» **Exercise**: Two lines in the data below mark the range: the one with "Target: smooth concrete ground" and the one with "Target: tree trunk". Return both, along with every line between them, exactly.

───── Stored data ─────

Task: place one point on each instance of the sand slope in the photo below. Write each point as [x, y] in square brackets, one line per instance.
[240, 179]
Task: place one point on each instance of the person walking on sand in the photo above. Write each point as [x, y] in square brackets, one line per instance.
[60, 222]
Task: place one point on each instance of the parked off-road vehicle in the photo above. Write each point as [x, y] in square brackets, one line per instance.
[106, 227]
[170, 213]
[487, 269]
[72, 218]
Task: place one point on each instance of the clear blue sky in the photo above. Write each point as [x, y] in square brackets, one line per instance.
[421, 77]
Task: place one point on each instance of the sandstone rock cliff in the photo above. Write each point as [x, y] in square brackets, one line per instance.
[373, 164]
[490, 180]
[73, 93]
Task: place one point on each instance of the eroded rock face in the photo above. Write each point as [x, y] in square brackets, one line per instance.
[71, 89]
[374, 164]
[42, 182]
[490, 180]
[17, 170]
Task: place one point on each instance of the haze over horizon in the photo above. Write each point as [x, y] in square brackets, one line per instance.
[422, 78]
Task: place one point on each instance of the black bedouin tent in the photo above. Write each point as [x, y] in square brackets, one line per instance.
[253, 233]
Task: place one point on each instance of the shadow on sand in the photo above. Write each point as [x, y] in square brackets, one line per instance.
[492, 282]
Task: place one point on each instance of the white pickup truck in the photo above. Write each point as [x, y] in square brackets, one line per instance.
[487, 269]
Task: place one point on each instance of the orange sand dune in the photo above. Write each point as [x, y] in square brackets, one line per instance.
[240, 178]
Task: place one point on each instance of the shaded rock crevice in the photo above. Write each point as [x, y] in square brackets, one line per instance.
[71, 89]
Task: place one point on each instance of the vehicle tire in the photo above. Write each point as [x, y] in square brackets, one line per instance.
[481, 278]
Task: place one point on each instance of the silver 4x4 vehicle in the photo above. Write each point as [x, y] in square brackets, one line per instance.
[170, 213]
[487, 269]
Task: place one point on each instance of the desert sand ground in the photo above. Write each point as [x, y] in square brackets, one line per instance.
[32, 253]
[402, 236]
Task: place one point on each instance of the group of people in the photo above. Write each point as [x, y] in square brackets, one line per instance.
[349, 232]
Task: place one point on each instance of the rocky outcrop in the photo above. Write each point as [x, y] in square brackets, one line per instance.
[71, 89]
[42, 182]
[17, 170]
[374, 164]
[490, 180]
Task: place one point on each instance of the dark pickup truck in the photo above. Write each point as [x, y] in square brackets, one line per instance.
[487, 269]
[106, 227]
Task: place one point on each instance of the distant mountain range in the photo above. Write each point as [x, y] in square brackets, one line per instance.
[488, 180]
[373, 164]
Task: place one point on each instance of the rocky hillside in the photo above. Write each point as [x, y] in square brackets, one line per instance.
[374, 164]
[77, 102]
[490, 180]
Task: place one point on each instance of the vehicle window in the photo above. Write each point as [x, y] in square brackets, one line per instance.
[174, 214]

─────
───── Stored data ─────

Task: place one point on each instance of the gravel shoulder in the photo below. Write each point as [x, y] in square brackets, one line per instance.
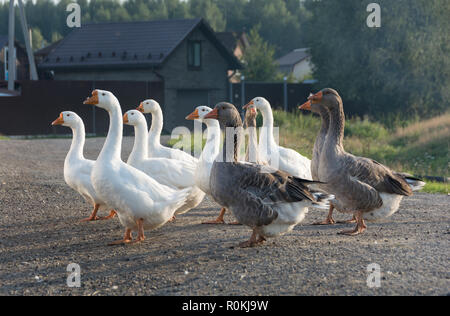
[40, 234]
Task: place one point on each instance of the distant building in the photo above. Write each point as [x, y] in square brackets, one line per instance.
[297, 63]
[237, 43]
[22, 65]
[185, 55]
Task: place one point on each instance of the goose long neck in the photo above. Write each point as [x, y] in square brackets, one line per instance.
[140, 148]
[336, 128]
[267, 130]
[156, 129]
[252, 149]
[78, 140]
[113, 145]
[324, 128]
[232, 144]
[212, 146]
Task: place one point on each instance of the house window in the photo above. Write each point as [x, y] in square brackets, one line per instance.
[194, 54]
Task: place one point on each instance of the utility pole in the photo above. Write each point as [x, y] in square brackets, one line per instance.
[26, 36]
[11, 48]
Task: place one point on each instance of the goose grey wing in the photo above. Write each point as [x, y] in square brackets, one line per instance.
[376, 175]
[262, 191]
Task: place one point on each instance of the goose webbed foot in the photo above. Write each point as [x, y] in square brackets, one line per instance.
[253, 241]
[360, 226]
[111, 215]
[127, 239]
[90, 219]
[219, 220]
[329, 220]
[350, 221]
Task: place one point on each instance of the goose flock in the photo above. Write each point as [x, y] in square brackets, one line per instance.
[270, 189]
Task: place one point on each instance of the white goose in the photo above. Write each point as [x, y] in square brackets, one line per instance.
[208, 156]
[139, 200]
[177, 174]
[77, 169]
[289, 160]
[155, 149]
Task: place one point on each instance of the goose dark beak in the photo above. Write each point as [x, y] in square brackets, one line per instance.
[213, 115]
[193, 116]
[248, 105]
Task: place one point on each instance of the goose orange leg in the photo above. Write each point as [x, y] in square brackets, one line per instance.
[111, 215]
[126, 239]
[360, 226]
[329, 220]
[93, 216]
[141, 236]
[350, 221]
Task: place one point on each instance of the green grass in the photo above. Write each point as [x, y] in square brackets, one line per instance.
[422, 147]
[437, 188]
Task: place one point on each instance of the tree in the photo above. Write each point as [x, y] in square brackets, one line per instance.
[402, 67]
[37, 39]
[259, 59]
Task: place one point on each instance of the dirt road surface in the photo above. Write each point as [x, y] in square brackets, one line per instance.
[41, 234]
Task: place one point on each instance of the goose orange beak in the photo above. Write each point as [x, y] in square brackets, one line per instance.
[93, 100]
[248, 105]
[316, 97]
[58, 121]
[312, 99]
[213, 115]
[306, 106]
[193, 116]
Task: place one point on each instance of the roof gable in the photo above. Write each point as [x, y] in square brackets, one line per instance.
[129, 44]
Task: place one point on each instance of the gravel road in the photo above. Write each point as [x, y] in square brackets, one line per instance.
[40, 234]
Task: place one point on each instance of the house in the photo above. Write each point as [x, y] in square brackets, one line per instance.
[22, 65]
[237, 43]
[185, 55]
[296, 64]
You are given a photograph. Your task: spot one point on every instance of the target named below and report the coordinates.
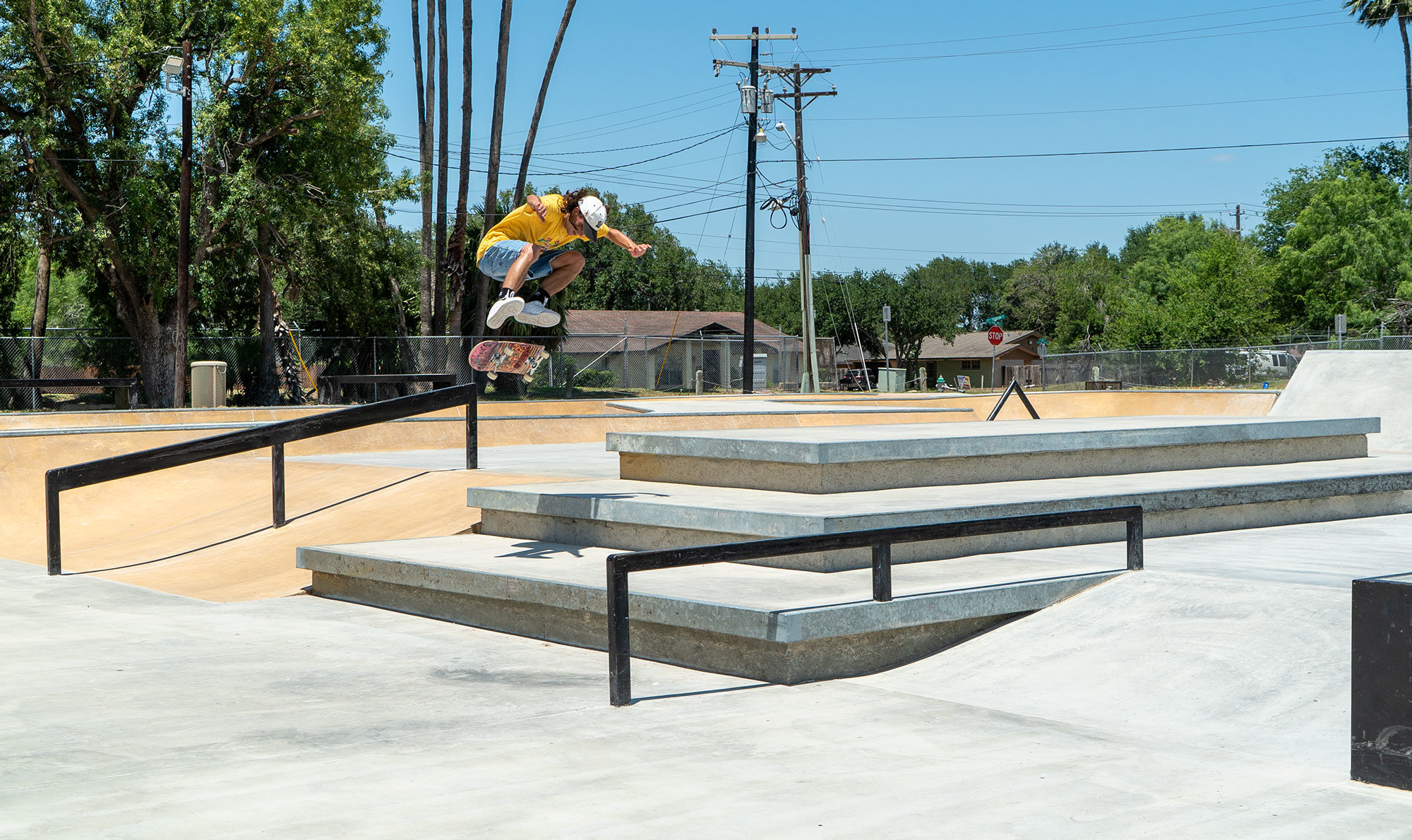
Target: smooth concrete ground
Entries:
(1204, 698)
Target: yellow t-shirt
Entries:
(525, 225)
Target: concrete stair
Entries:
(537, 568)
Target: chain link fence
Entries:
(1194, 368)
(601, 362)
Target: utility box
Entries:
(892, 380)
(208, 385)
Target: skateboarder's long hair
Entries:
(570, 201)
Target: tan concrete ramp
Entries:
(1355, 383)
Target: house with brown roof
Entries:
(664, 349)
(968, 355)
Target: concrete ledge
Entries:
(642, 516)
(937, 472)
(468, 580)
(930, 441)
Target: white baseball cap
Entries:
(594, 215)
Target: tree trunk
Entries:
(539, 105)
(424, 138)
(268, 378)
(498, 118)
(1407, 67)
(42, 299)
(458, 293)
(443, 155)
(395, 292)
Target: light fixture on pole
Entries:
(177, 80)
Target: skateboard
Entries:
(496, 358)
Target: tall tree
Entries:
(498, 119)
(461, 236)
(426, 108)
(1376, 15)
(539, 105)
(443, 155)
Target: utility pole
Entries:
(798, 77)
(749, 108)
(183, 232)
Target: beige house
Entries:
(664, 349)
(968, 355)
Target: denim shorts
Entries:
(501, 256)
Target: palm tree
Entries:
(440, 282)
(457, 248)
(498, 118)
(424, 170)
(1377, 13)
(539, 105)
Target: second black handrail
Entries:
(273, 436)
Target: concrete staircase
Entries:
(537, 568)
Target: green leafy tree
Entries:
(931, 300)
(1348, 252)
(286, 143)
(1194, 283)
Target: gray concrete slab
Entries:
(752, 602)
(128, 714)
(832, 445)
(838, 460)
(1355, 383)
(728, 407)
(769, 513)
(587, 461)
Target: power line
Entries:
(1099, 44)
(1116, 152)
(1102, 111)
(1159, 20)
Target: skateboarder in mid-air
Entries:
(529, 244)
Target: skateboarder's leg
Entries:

─────

» **Exercise result**:
Target: smooth concrete ground
Entries:
(1204, 698)
Target: yellow t-shirt
Entries:
(525, 225)
Target: concrete stair
Entries:
(537, 568)
Target: chain link fence
Entries:
(1194, 368)
(601, 362)
Target: utility box
Entries:
(892, 380)
(208, 385)
Target: skateboarder's long hair
Entries:
(570, 201)
Target: tan concrete ramp
Entries:
(1355, 383)
Target: house with brown roof
Entries:
(664, 349)
(968, 355)
Target: concrete ledge
Entries:
(642, 516)
(937, 472)
(468, 580)
(930, 441)
Target: white baseball cap
Entries:
(594, 215)
Target: tree trunk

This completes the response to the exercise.